Segment Start: Task input

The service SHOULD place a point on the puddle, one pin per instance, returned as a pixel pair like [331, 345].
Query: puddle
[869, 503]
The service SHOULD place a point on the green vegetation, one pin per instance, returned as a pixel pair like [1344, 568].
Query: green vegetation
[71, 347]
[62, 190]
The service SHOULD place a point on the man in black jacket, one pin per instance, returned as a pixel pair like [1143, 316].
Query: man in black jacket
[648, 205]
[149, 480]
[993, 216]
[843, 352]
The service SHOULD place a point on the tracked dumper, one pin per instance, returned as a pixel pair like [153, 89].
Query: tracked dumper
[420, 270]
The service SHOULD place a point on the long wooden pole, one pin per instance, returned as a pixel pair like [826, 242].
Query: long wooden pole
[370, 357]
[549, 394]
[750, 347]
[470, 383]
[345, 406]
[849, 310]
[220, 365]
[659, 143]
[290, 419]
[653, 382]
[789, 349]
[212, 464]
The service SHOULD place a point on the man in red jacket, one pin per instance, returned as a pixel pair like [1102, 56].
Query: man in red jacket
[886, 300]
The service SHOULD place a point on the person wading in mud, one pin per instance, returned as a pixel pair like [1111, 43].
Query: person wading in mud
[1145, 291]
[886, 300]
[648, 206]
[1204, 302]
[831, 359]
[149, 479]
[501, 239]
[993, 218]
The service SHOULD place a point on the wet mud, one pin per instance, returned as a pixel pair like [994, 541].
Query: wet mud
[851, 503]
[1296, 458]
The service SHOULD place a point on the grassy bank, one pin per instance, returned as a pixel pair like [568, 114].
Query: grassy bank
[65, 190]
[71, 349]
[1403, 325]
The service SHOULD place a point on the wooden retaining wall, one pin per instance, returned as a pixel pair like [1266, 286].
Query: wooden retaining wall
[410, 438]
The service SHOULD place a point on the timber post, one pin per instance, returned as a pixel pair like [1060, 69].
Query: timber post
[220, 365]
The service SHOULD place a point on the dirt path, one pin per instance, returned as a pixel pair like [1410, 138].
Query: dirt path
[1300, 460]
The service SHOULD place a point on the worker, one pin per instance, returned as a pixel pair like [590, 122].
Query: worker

Segment End: Task input

--- Task prompt ---
Using the records above, copy word for word the line with "Query: person wading in mud", the line with "The service SHOULD place a point on the wooden", and every line between them.

--- Response ---
Query: person wading in mud
[1145, 291]
[886, 300]
[648, 206]
[1204, 302]
[831, 359]
[149, 479]
[501, 239]
[993, 218]
The service SHOULD place a point on the wet mud, one pin per instance, returned as a pixel pair like [994, 541].
Query: wet mud
[851, 503]
[1296, 458]
The service SHOULD place a point on the grassy bank, one pin per instance, returned as a pixel pair like [568, 114].
Query: grassy bank
[65, 190]
[71, 349]
[1403, 325]
The service SHOULD place a point on the wooden retaining wall, one pin per instance, returned as a pixel pair like [1266, 286].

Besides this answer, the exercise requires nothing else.